> [EXERCISE GOAL]:
Find every line in the listing that contains the string "house", matching case exactly, and copy each such line.

> [EXERCISE INPUTS]:
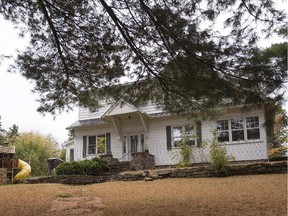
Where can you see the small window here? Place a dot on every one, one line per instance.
(124, 146)
(142, 142)
(101, 144)
(93, 109)
(253, 131)
(185, 133)
(92, 145)
(237, 128)
(223, 131)
(71, 154)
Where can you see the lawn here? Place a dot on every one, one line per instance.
(238, 195)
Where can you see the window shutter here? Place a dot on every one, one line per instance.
(108, 143)
(84, 150)
(168, 135)
(198, 133)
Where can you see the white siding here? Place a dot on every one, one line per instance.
(156, 140)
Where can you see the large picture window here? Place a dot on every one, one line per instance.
(185, 133)
(238, 129)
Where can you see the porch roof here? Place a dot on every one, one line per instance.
(87, 122)
(121, 108)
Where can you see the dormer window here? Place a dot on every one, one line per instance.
(93, 109)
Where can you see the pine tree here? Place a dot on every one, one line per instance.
(186, 55)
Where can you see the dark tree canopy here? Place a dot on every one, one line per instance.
(184, 55)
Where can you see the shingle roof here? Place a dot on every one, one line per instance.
(87, 122)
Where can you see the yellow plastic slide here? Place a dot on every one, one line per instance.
(25, 170)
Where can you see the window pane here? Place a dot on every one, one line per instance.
(177, 141)
(222, 125)
(237, 135)
(177, 131)
(223, 136)
(252, 122)
(101, 144)
(237, 124)
(142, 142)
(222, 131)
(92, 145)
(253, 134)
(124, 145)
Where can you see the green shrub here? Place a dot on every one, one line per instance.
(87, 167)
(69, 168)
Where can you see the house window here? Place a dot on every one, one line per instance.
(181, 134)
(124, 144)
(101, 140)
(93, 109)
(142, 142)
(94, 145)
(71, 154)
(252, 125)
(238, 129)
(223, 131)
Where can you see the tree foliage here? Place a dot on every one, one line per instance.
(183, 54)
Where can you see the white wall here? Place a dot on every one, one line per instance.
(156, 138)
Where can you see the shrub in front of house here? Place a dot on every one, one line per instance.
(87, 167)
(69, 168)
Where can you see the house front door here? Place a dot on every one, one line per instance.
(133, 143)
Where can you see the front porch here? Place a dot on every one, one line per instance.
(139, 161)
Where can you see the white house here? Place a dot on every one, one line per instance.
(121, 129)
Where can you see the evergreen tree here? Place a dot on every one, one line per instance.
(183, 54)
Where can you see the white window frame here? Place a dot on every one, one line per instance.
(96, 144)
(192, 134)
(245, 129)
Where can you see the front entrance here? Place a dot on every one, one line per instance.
(133, 143)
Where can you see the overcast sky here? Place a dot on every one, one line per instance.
(18, 105)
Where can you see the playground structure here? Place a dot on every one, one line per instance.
(9, 163)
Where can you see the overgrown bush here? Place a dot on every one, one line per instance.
(86, 167)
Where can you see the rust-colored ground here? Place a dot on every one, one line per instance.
(241, 195)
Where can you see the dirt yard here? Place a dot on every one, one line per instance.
(241, 195)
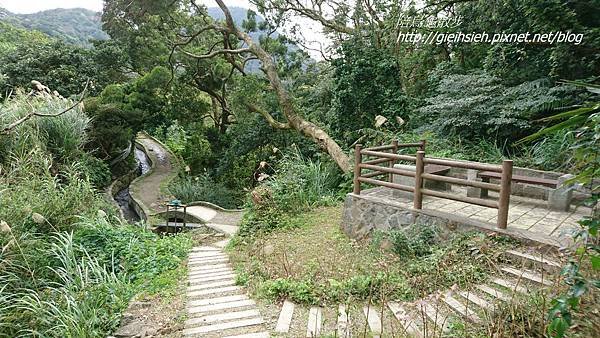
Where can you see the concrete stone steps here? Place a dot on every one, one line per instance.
(408, 322)
(528, 275)
(436, 316)
(461, 308)
(216, 306)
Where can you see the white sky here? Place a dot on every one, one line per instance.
(310, 29)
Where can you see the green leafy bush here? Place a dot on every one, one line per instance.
(298, 184)
(478, 105)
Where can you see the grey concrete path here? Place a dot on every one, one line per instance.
(216, 306)
(530, 215)
(431, 316)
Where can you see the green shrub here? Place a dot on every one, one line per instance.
(95, 170)
(299, 184)
(202, 188)
(413, 242)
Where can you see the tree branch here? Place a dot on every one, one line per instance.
(274, 123)
(24, 119)
(216, 52)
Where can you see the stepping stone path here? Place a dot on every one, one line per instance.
(431, 316)
(216, 306)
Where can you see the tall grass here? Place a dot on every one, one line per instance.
(68, 266)
(301, 182)
(64, 135)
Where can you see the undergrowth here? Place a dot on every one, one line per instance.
(68, 265)
(312, 261)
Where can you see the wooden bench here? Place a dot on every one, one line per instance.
(559, 197)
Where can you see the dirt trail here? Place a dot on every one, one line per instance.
(147, 189)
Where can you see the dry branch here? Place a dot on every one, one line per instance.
(25, 118)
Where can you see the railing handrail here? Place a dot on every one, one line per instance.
(503, 189)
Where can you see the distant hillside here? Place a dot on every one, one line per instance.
(76, 25)
(11, 37)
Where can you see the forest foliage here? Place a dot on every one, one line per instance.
(257, 121)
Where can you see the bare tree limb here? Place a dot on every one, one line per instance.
(24, 119)
(216, 52)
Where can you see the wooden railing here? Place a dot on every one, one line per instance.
(380, 156)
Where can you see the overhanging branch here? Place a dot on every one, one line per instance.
(274, 123)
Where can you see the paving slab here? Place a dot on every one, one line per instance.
(226, 316)
(223, 326)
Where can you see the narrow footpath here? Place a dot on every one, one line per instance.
(147, 189)
(216, 307)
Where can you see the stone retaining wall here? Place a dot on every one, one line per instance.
(362, 214)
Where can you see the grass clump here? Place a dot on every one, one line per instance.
(68, 266)
(298, 184)
(312, 261)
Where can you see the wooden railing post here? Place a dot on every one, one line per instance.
(392, 162)
(420, 166)
(504, 195)
(357, 162)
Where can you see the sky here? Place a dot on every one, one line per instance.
(310, 30)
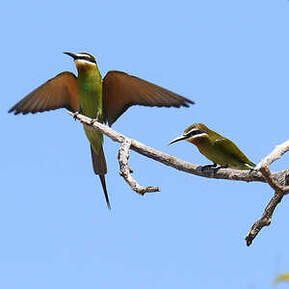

> [WRITTEN ANSWER]:
Where can you see the house window here? Place a dot on every one, one line per instance.
Where can you see the shrub in front of house here? Place a dot on every one, one line per instance.
Where can you see the house front door here? Place a dot on every one, one line per instance.
Where can you see the white house here? Place a dot on every one, one line per instance.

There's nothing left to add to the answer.